*Problem details*: Repeat each record exactly. Any picture gets left out.

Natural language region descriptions
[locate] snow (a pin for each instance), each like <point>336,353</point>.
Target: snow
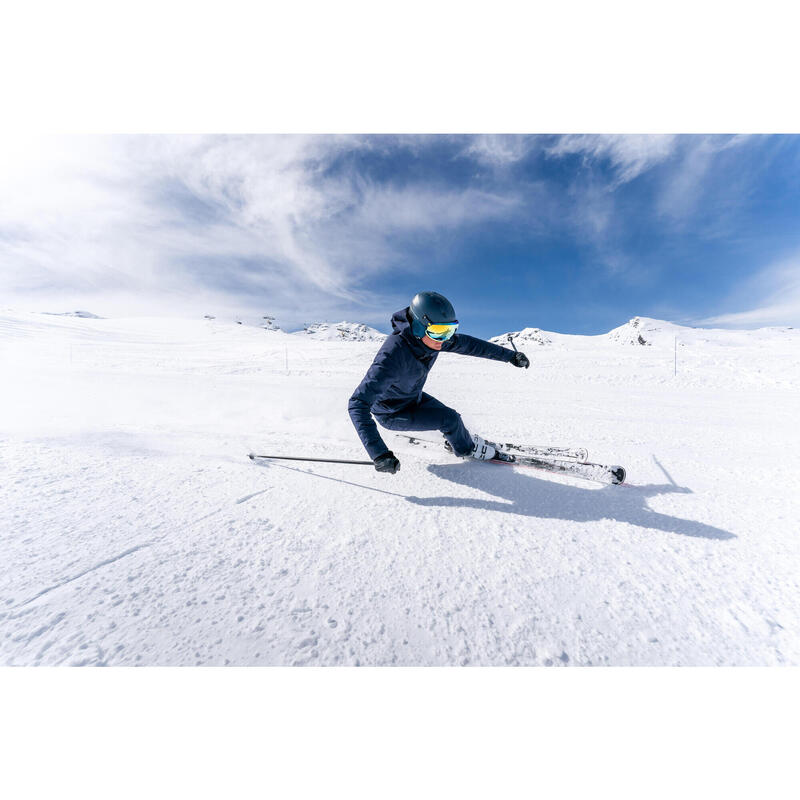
<point>135,531</point>
<point>342,331</point>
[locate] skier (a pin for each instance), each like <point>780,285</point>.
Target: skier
<point>392,388</point>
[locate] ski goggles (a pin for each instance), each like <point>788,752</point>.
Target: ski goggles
<point>441,332</point>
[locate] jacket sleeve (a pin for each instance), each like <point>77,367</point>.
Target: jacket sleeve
<point>377,379</point>
<point>470,346</point>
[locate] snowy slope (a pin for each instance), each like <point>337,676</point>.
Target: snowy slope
<point>342,331</point>
<point>136,531</point>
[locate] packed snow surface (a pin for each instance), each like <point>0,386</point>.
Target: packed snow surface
<point>134,530</point>
<point>342,331</point>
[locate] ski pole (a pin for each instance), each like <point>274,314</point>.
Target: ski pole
<point>254,456</point>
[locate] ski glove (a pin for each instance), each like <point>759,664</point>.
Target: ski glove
<point>386,462</point>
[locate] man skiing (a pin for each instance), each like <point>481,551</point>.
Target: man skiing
<point>392,388</point>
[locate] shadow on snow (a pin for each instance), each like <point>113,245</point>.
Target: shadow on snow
<point>526,495</point>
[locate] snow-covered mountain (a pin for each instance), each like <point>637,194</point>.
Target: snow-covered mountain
<point>135,530</point>
<point>266,321</point>
<point>647,332</point>
<point>82,314</point>
<point>525,336</point>
<point>342,332</point>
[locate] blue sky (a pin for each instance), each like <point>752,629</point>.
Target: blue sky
<point>573,233</point>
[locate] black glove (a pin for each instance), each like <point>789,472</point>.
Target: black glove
<point>386,462</point>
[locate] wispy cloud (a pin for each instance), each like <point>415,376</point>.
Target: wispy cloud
<point>773,294</point>
<point>249,219</point>
<point>629,155</point>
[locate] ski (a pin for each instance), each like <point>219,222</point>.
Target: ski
<point>540,451</point>
<point>603,473</point>
<point>580,454</point>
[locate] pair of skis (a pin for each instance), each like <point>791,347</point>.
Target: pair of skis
<point>560,460</point>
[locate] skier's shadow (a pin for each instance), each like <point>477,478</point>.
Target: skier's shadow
<point>527,495</point>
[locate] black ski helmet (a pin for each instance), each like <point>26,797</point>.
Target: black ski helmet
<point>430,308</point>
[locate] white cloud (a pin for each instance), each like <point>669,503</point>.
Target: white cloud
<point>275,221</point>
<point>499,150</point>
<point>628,154</point>
<point>773,294</point>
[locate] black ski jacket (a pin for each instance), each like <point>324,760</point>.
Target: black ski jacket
<point>398,373</point>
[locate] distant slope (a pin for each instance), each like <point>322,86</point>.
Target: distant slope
<point>646,332</point>
<point>342,331</point>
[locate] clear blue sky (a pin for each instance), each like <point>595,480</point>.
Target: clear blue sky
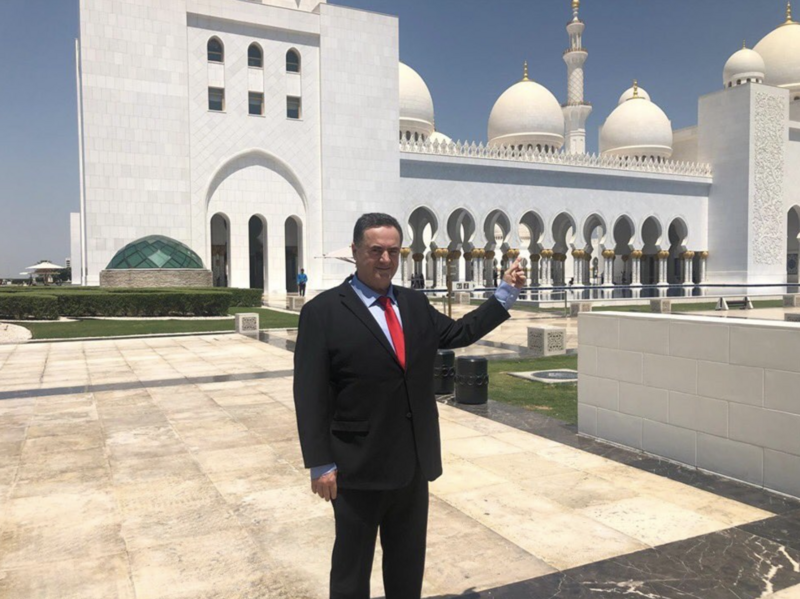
<point>468,51</point>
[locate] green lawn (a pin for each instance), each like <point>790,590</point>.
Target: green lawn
<point>556,401</point>
<point>269,319</point>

*Worked solution*:
[locate] snow (a pin for each instance), each like <point>336,353</point>.
Target: snow
<point>135,531</point>
<point>342,331</point>
[locate] skier (a pin for each instance), each like <point>780,285</point>.
Target: skier
<point>392,388</point>
[locate] ski goggles (a pin for each instance), each like <point>788,752</point>.
Target: ski goggles
<point>441,332</point>
[locate] jacket sleeve (a pin for each instance), each like <point>77,367</point>.
Target: jacket sleeve
<point>377,379</point>
<point>470,346</point>
[locate] snowy slope (a pin for each instance), each like <point>337,676</point>.
Target: snowy slope
<point>342,331</point>
<point>136,531</point>
[locate] packed snow surface (a pin for each instance), each like <point>0,386</point>.
Target: packed snow surface
<point>134,530</point>
<point>342,331</point>
[locate] ski pole (a pin for each instance), each like <point>274,314</point>.
Target: ski pole
<point>254,456</point>
[locate] ski glove (a pin for each instance), each like <point>759,664</point>.
Target: ski glove
<point>386,462</point>
[locate] man skiing (a pin for each instance), each like <point>481,551</point>.
Target: man skiing
<point>392,388</point>
[locate] shadow on snow (a pin for each instance), each like <point>113,245</point>.
Target: shadow on snow
<point>526,495</point>
[locate] snow-covered mountain (a pin for each instance), each like <point>637,194</point>.
Target: snow-covered mountain
<point>135,530</point>
<point>266,321</point>
<point>647,332</point>
<point>82,314</point>
<point>525,336</point>
<point>342,332</point>
[locate] blue sky (a pin for each instance), each like <point>752,629</point>.
Target: blue sky
<point>573,233</point>
[locate] black glove (a pin for each instance), each like <point>789,472</point>.
Target: black glove
<point>386,462</point>
[locate] wispy cloud (a pin for each instance), each like <point>415,376</point>.
Target: wispy cloud
<point>773,294</point>
<point>249,219</point>
<point>629,155</point>
[locate] ski (a pin for each instance), each like <point>219,222</point>.
Target: ski
<point>540,451</point>
<point>603,473</point>
<point>580,454</point>
[locate] pair of skis (a pin for each instance), each like <point>791,347</point>.
Target: pair of skis
<point>560,460</point>
[locate] skier's shadow (a pin for each instance), each like <point>477,478</point>.
Target: skier's shadow
<point>527,495</point>
[locate] black ski helmet (a pin for each instance), each like <point>26,797</point>.
Target: black ski helmet
<point>430,308</point>
[locate] white cloud (a pin for each instance), each like <point>669,503</point>.
Target: white cloud
<point>275,221</point>
<point>499,150</point>
<point>628,154</point>
<point>773,294</point>
[locate] black ski jacket (a pin for each instance), each like <point>324,760</point>.
Target: black ski jacket
<point>398,373</point>
[locate] distant slope (a pin for each instance), each like <point>322,86</point>.
Target: distant slope
<point>646,332</point>
<point>342,331</point>
[locate] clear blue sky (a pin for each instance), each like <point>595,480</point>.
Target: clear blue sky
<point>468,51</point>
[locate] green lawn (a pin for each instance), each like <point>790,590</point>.
Target: green lawn
<point>556,401</point>
<point>269,319</point>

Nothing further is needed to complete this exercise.